Stored items from a collection
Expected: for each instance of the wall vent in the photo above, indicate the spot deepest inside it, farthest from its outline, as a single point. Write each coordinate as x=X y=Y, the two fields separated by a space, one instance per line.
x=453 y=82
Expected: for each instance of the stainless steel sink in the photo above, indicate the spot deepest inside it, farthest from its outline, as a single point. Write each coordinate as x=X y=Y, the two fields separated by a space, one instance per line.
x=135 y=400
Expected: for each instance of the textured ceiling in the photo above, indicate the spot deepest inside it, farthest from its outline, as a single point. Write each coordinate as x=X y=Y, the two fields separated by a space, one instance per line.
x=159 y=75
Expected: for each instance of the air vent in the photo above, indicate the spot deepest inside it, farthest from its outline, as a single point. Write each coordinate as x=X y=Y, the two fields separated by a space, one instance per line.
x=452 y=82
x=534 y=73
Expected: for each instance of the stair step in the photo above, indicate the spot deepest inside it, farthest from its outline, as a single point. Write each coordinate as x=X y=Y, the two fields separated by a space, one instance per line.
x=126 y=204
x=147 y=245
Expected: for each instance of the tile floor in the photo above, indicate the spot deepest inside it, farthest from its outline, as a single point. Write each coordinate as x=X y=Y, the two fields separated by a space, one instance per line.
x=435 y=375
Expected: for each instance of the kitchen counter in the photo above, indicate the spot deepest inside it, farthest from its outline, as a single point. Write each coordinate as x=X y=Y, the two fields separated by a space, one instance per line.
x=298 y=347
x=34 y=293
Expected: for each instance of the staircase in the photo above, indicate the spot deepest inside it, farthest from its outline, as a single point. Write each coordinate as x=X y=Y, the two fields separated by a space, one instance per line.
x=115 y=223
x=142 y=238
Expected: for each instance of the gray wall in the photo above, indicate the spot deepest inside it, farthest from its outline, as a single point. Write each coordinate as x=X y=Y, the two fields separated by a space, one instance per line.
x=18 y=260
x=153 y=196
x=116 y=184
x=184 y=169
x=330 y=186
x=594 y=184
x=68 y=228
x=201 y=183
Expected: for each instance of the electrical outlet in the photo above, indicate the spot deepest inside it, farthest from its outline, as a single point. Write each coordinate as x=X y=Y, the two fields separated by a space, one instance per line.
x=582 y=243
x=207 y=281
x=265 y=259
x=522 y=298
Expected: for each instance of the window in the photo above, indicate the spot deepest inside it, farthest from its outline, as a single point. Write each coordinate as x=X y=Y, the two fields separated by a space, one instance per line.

**Task details**
The entries above must be output exactly, with every line preserved.

**The answer**
Expected: for each instance of the wall vent in the photo above, indicate the spot deepest inside it, farthest from its outline, as a single point. Write each coordinate as x=X y=Y, the two fields separated by a space, one instance per line.
x=453 y=82
Expected: for each instance of the stainless steel sink in the photo above, indicate the spot deepest inside it, farthest from its outline, as a single point. Write each coordinate as x=X y=Y, the two fields separated by a space, one instance per line.
x=135 y=400
Expected: for each instance of the textured ceiling in the photo above, indicate the spot deepest inside it, farthest from its outline, as a single point. Write each coordinate as x=X y=Y, the two fields separated by a space, one instance per line.
x=159 y=75
Expected: for each instance of the air vent in the photo above, indicate the spot deepest inside it, farthest from its outline, as a single point. Write each coordinate as x=X y=Y, the two fields separated by a space, one instance per line.
x=452 y=82
x=534 y=73
Expected: for each instance of the stair step in the photo above, indicate the spot deepest inside it, farthest from its outline, as a single point. Write each coordinate as x=X y=Y, the two fields separated by a space, one instance per line.
x=126 y=204
x=147 y=245
Expected: for each instance of the tile floor in the photo above, indicate the spot deepest inside it, farthest from its outline, as a single point. Write each coordinate as x=X y=Y, the two fields separated by a space, one instance per line.
x=435 y=375
Expected: for each instance of the kitchen counter in the photo above, indicate the spot deepest inside it, farthest from its outline, as a single point. Write each coordinate as x=X y=Y, the two fields separated by a space, one instance per line.
x=298 y=347
x=34 y=293
Expected: for each instance of the staircase in the photo above, indicate the spot deepest inside it, farthest from its outline, as a single point. Write each coordinate as x=X y=Y, the two fields separated by a space, one instance per line.
x=115 y=223
x=142 y=238
Expected: for each instance of the gray wall in the photo above, indicate the spot deepest inside it, farthest from its outline, as a single point. Write each coordinate as x=X y=Y, the two fields separated by a space, one instance per line.
x=18 y=260
x=153 y=196
x=116 y=184
x=184 y=169
x=330 y=186
x=594 y=184
x=68 y=228
x=201 y=183
Expected: for each instance of the electrical outlet in the photo above, indicate the spot deepest inside it, farthest from its outline, as a single point. Write each coordinate as x=X y=Y, the two fields separated by a space, one instance per line.
x=582 y=243
x=207 y=281
x=265 y=259
x=522 y=298
Expected: for each instance of the window in the photo above, indicate the spot deepest inside it, farthest from its outline, as a single point. Write each coordinate as x=X y=Y, the two fields separated by a space, one instance per line.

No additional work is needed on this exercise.